GIVEN INSTRUCTION:
Render the items below as a Markdown table with the columns "No." and "Line", one row per line, leaving out blank lines.

-- BEGIN --

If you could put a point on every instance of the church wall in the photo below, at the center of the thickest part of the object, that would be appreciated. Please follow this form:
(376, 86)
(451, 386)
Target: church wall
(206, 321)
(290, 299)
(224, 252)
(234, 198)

-- END --

WRITTEN SOLUTION:
| No. | Line |
|---|---|
| 1 | If you could put a point on every instance of the church wall in the photo below, at the center of the thickest part of the object, that would be appreciated. Please follow this form: |
| 2 | (376, 86) |
| 3 | (451, 386) |
| 4 | Target: church wall |
| 5 | (206, 321) |
| 6 | (290, 299) |
| 7 | (224, 252) |
| 8 | (234, 198) |